The task =
Write out every item below word for word, without changing anything.

## Start Record excerpts

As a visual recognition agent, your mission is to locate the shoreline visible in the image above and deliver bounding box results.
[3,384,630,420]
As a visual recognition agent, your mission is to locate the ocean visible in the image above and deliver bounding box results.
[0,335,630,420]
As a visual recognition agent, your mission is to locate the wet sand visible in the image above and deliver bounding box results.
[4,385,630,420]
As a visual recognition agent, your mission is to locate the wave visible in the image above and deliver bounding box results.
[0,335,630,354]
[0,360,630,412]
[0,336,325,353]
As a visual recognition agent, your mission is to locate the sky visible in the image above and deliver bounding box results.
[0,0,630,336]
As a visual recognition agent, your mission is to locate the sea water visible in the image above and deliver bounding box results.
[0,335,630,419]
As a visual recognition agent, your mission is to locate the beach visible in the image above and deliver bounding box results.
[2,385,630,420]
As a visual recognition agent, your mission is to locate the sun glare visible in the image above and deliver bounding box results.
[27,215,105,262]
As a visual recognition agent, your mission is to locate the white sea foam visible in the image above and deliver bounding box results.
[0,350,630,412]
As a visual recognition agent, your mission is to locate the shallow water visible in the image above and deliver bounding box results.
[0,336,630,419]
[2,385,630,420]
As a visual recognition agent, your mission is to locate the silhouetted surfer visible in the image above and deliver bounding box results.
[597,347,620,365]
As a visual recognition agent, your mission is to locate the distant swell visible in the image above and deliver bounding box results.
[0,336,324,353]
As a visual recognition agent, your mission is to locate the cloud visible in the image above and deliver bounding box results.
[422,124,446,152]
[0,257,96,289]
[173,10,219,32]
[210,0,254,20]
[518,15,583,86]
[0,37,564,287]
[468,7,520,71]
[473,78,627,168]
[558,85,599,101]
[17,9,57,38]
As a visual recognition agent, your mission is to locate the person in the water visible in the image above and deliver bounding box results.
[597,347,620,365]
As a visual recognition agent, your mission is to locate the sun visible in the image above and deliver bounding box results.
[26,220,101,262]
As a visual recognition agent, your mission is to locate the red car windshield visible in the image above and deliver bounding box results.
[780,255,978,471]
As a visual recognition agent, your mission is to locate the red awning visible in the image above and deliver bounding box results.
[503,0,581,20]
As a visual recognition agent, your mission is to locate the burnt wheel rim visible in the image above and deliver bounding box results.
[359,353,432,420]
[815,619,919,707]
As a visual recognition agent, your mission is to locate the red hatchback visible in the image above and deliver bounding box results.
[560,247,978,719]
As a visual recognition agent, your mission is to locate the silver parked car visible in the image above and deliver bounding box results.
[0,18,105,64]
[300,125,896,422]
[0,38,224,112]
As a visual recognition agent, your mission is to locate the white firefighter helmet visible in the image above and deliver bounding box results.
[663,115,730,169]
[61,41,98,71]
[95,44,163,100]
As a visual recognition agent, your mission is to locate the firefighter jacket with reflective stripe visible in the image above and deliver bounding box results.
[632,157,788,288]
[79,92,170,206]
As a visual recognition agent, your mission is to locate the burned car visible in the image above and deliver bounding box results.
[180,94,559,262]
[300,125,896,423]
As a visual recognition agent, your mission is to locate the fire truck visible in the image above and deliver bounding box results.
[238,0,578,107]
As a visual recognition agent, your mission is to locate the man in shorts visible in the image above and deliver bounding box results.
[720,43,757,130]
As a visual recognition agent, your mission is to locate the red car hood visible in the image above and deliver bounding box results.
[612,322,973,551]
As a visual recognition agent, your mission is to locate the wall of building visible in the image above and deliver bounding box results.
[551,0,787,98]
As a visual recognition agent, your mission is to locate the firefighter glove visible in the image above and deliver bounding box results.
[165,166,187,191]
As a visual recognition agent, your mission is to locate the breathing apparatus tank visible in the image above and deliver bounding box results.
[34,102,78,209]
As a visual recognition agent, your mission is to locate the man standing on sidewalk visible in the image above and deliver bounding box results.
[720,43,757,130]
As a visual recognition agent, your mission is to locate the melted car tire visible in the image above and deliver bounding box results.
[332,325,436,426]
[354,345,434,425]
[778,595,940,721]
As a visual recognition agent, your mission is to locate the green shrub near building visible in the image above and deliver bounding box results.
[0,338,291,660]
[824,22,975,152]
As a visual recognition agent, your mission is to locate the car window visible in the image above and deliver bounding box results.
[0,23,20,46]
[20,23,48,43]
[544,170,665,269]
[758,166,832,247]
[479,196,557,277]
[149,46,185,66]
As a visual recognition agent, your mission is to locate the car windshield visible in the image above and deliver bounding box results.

## End Record excerpts

Reply to the exercise =
As a visual recognition agent, your mission is to locate the shoreline visible in the image above and deliver bounding box results.
[3,384,630,420]
As a visual recognition agent, your mission is to locate the ocean visible in the image above and deliver bounding box results.
[0,335,630,420]
As a visual recognition agent, your mission is to locate the wet sand visible in the image above and deliver bounding box results.
[4,385,630,420]
As a visual recognition agent, your mission is to locate the wave visible in the image above and deliver bounding box results.
[0,335,630,354]
[0,360,630,412]
[0,336,325,353]
As a visual recognition agent, your mission is to locate the sky visible in the image above and deliver bounding box results.
[0,0,630,336]
As a visual recognition agent, your mission is to locate the sea water visible in the image above and deliver bounding box results.
[0,335,630,419]
As a visual recognition agent, your mission is to locate the beach visible in the image above and deliver bounding box results.
[2,385,630,420]
As a visual recognition agent, your mission is to locate the sun glare visible in the image above and deliver bounding box results.
[27,215,105,262]
As a visual recognition agent, your mission is to locate the white sea foam visible in the image above and deliver bounding box results.
[0,350,630,412]
As a visual recognition agent, your mission is to locate the shallow water visible in the image above and deliver bounding box results.
[0,336,630,419]
[2,385,630,420]
As a visual recognition agent, your mission is to locate the silhouetted surfer visible in the image above and deliver bounding box results.
[597,347,620,365]
As a visual recognition agent, your mission is to locate the distant swell visible in the image above and deliver bounding box results.
[0,336,324,353]
As a visual recognition agent, your mission is to locate the cloud visible in the image above and deliver bounding box results.
[422,124,446,152]
[0,257,96,289]
[173,10,219,32]
[210,0,254,20]
[518,15,583,86]
[0,37,564,287]
[468,7,520,71]
[473,78,627,168]
[558,85,599,101]
[17,9,57,38]
As a visual recognition agent, your mission is to locate the person in the water visible in the image above and deliver bounding box results.
[597,347,620,365]
As a visual recognition agent, your mission is to locate the sun visible in the image above and deliver bounding box results.
[26,220,101,262]
As a visual recognition agent, your mission is to locate the red car windshield visible in the image above and deliver bounding box results.
[780,255,978,471]
As a visual recognition agent, your mission is to locate the red awning visible in the image above and deliver bounding box results.
[503,0,581,20]
As a visual recognition agent, your mission is to locate the burnt wheel rim visible in the image above and deliver bounding box results.
[359,353,432,420]
[815,619,919,707]
As a visual recognition agent, your mission is to locate the red hatchback visible in the image above and deliver bounding box results.
[560,247,978,719]
As a visual recognition agent, your mission is to locate the silver parked car visible in the image above and deliver bounding box results.
[0,18,105,64]
[300,125,896,422]
[0,38,224,112]
As a visual recognition agent, your mission is to locate the white firefighter helmet visible in the image above and deliver bounding box results.
[663,115,730,169]
[61,41,98,71]
[95,44,163,100]
As a visual recognition agent, your mission is to locate the firefighter jacket with reflective stripe visible in the image above and deliver bounding box results.
[632,157,788,288]
[79,92,170,206]
As a visual recognition agent, your mission is to locate the burned car visible in the image above and deliver bounding box results.
[180,94,559,262]
[300,125,896,423]
As a visual recognition agent, your mission is to locate the fire truck visible in the image above and deliver bounding box results.
[238,0,578,107]
As a visual recognition agent, your mission is to locate the man in shorts visible in the image above and deliver bounding box results.
[720,43,757,130]
As a visual recognition agent, your mission is to locate the red car hood visible in the image above and deliver bounding box results.
[612,322,973,551]
As a visual recognition agent, your mission is to locate the wall of building visible in the image above and deliver bounding box results.
[551,0,787,98]
As a visual recognition agent, your mission is to locate the firefighter glove visible in the image above and deliver bounding box results.
[165,166,187,191]
As a visual recognition agent, your mission is to locate the breathing apparatus tank visible in the image above and deliver bounding box results.
[34,102,78,209]
As a visual recognition agent, your mission is to locate the man standing on sidewalk visible in the image above and deliver bounding box results.
[720,43,757,130]
As a visual recognition agent, your mission is to locate the melted car tire visible in the image above and deliver bounding box results.
[332,325,436,426]
[354,345,434,425]
[778,595,940,721]
As a visual recognition agent, your mission is to locate the green shrub near building visible in the image above and deliver bounding box results.
[0,338,291,660]
[824,22,975,152]
As a visual recognition agent, your mission is to locate the car window visible in the image above and deliver bounding box results.
[0,23,20,46]
[20,23,48,43]
[544,170,665,269]
[758,166,832,247]
[479,196,557,277]
[149,46,185,66]
As a visual recognition agent, your mission is to locate the car windshield visible in the image above and deliver bounding box results.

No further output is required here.